== SOURCE EXTRACT

Now 1-5 ✅ were completed as seen in the video! But 6-7📍were insanely aggravating.

The biggest problem was that I should have gone to the PC earlier when I first saw the challenge in taking the recording using the Mac.

TLDR: TD was recording in Apple ProRes, but it wasn’t reading the recording when I needed to upload it back into the grid.

When I first encountered the first challenge of recording on Touch Designer and uploading the video to the desktop, I talked with M (thank you M), and we changed the recording of the video from H.264 to Apple ProRes (the only video that could be recorded using a Mac). So at this point, we got the *recording* of the video to work and upload to the desktop. I thought we’d be fine!

Nope!

I had the TD code working, and used Select DAT to read the most recent file in the Facial_Capture folder, and would use Movie In CHOP to read the video and upload it into the Table COMP. But Touch Designer writes that it was “Warning: Failed to Open File” when using Apple Pro Res.

Turns out, Touch Designer needs to be able to encode and decode the recording and there are some idk license complications with Apple, which makes it SO difficult.

====
== ENTRIES

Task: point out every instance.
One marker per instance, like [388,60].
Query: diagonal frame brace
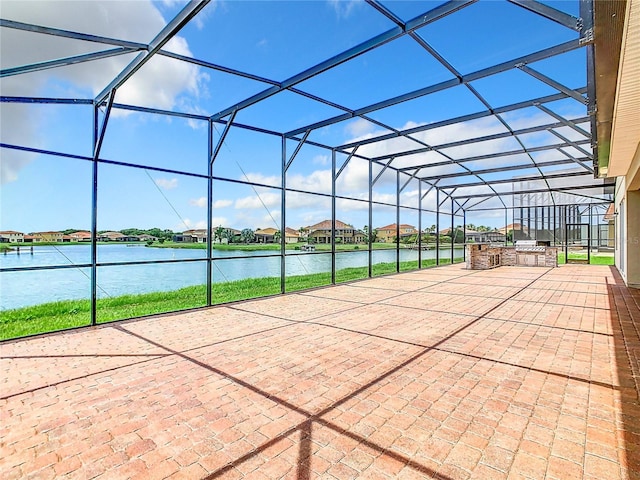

====
== ENTRIES

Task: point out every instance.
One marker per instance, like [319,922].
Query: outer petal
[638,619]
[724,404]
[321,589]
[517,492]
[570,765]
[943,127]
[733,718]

====

▶ WHAT IS BEING ASKED:
Reproduce the passage of the Touch Designer recording notes above, from "When I first encountered" up to and including "Apple Pro Res.".

▶ TASK ANSWER:
When I first encountered the first challenge of recording on Touch Designer and uploading the video to the desktop, I talked with M (thank you M), and we changed the recording of the video from H.264 to Apple ProRes (the only video that could be recorded using a Mac). So at this point, we got the *recording* of the video to work and upload to the desktop. I thought we’d be fine!

Nope!

I had the TD code working, and used Select DAT to read the most recent file in the Facial_Capture folder, and would use Movie In CHOP to read the video and upload it into the Table COMP. But Touch Designer writes that it was “Warning: Failed to Open File” when using Apple Pro Res.